__Exercise materials__:
— Begin —

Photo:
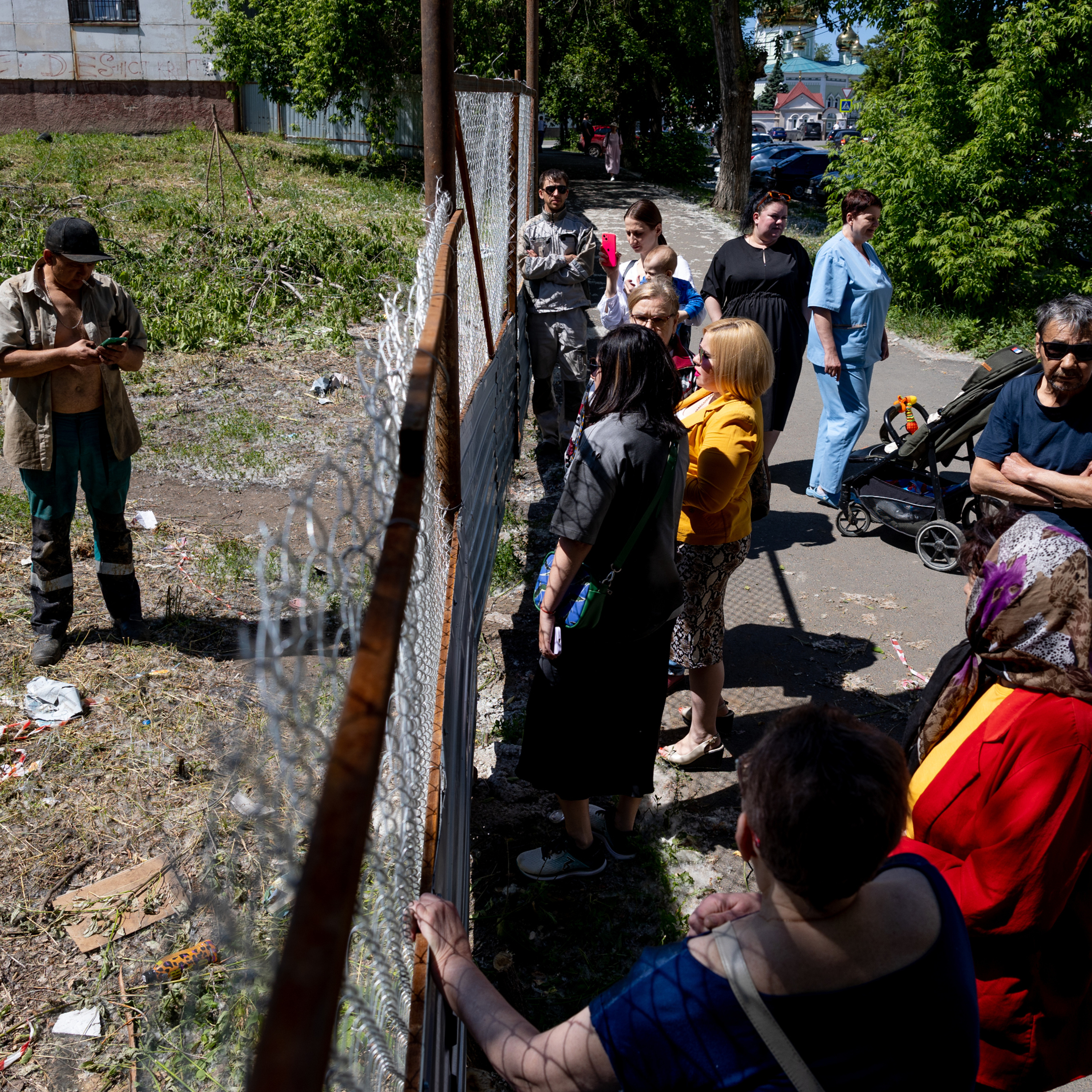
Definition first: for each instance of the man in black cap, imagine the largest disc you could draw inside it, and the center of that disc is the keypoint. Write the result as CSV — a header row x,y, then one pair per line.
x,y
67,418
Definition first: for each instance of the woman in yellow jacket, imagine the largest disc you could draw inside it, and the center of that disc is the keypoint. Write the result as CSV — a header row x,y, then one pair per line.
x,y
723,420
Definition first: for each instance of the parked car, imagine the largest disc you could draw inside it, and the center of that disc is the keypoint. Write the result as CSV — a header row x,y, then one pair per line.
x,y
840,137
598,141
767,154
816,190
792,175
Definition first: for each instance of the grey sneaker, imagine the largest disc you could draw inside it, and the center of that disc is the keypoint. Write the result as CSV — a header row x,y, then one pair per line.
x,y
46,651
134,630
618,843
563,859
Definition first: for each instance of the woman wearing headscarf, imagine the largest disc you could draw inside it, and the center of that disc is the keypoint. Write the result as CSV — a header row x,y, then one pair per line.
x,y
1001,754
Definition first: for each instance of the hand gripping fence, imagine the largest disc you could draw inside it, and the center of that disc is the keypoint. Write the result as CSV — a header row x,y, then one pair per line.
x,y
366,653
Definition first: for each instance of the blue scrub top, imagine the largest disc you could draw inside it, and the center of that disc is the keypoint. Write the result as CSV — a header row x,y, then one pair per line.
x,y
858,294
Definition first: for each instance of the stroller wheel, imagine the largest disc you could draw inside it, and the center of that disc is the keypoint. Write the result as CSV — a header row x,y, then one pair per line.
x,y
938,544
856,523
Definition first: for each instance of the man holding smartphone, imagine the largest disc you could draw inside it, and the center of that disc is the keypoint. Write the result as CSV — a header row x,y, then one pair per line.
x,y
67,333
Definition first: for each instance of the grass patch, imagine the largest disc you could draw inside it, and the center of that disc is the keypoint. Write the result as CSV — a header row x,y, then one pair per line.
x,y
507,567
15,516
332,233
232,562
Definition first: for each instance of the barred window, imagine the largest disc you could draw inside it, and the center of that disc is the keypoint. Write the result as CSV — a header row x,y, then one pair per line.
x,y
104,11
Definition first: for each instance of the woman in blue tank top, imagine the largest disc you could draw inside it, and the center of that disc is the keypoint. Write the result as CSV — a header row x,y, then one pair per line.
x,y
862,959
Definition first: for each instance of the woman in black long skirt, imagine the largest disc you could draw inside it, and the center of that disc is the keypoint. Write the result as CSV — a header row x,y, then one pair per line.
x,y
765,276
594,711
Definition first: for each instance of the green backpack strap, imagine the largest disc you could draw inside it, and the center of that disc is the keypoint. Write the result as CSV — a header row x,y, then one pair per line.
x,y
665,484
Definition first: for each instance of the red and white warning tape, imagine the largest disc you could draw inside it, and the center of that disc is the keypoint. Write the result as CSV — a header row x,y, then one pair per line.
x,y
919,680
19,1052
183,556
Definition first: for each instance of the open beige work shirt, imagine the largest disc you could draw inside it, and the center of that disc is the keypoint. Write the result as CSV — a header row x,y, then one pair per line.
x,y
28,320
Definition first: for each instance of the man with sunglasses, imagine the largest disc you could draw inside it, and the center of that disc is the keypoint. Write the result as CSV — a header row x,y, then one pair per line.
x,y
556,253
1037,449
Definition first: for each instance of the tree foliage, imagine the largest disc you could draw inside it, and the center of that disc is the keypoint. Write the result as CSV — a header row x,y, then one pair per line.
x,y
634,62
982,153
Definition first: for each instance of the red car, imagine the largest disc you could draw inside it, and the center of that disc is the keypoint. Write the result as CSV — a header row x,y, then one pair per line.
x,y
598,141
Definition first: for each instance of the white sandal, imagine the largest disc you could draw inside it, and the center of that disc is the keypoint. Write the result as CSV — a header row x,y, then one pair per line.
x,y
712,746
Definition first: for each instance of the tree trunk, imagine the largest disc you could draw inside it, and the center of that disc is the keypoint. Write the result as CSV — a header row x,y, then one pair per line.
x,y
737,100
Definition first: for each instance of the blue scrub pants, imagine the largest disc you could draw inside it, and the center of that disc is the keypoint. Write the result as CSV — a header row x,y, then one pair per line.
x,y
843,420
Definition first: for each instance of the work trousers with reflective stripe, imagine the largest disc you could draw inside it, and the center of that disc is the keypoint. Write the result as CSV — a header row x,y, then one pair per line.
x,y
82,454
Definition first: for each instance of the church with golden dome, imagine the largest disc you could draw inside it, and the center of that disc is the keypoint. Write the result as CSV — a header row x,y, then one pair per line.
x,y
817,87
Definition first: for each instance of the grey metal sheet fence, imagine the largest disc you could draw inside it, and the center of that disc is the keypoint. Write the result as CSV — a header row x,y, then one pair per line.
x,y
261,115
491,436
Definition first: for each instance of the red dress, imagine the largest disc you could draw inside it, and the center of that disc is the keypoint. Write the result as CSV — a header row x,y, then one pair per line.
x,y
1008,823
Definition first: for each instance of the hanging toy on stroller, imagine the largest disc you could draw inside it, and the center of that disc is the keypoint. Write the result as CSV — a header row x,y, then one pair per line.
x,y
905,402
901,485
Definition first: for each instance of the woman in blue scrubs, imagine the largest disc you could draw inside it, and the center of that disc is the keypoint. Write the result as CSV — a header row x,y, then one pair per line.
x,y
850,297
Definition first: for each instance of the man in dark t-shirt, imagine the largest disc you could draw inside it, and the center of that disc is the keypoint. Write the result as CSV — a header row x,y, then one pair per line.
x,y
1037,449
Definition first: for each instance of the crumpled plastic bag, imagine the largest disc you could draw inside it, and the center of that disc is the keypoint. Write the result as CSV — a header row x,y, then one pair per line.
x,y
50,701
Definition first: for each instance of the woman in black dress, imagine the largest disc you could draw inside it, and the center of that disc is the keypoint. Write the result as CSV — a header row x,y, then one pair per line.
x,y
765,277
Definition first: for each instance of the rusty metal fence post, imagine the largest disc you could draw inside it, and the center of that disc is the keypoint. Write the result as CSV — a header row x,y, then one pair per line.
x,y
296,1036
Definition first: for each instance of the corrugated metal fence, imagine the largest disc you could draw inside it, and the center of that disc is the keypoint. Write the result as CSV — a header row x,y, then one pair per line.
x,y
261,115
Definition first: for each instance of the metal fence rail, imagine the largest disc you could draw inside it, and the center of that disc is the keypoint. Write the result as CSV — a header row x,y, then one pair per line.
x,y
262,115
374,764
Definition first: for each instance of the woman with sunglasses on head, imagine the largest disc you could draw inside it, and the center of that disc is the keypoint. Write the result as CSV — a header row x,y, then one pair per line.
x,y
645,232
1037,448
850,297
765,276
596,705
724,426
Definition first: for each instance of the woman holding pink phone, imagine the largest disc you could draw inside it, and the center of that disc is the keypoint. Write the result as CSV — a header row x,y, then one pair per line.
x,y
645,232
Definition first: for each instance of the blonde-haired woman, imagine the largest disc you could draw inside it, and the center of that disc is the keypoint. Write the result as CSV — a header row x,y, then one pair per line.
x,y
723,420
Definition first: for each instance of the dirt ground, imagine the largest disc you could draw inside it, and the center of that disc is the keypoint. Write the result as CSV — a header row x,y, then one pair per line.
x,y
172,736
551,948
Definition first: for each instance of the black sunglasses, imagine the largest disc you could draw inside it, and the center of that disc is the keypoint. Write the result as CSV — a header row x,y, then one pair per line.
x,y
1059,351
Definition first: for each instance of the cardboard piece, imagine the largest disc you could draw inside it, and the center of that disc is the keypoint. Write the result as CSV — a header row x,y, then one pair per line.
x,y
151,878
80,1022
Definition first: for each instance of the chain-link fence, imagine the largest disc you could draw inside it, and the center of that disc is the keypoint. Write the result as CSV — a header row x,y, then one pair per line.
x,y
369,708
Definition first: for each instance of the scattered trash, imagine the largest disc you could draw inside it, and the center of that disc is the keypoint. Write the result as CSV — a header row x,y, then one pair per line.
x,y
123,905
175,966
79,1022
19,1052
19,769
280,896
918,675
249,808
328,385
50,701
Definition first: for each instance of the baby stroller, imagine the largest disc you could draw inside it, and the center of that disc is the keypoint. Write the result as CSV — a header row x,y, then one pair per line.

— End —

__Aim__: Take the line with "Definition first: for each instance of the scattered" and all lines after it through the end of the records, and write them out exactly; include nothing else.

__Task response__:
Definition first: for each instance of the scattered trash, imagine the largest disc you could draw inside it, and the center of that disc is the keypoint. Write the result as CSV — a header row x,y, then one pair per line.
x,y
123,905
175,966
79,1022
19,1052
19,769
280,896
918,675
249,808
328,385
50,701
Definition first: for each instance of the baby stroller, imagine the largest disc you could draw inside it, and the center of that disc is the keypoint. Write the result as CSV — a header row x,y, then one pair per line.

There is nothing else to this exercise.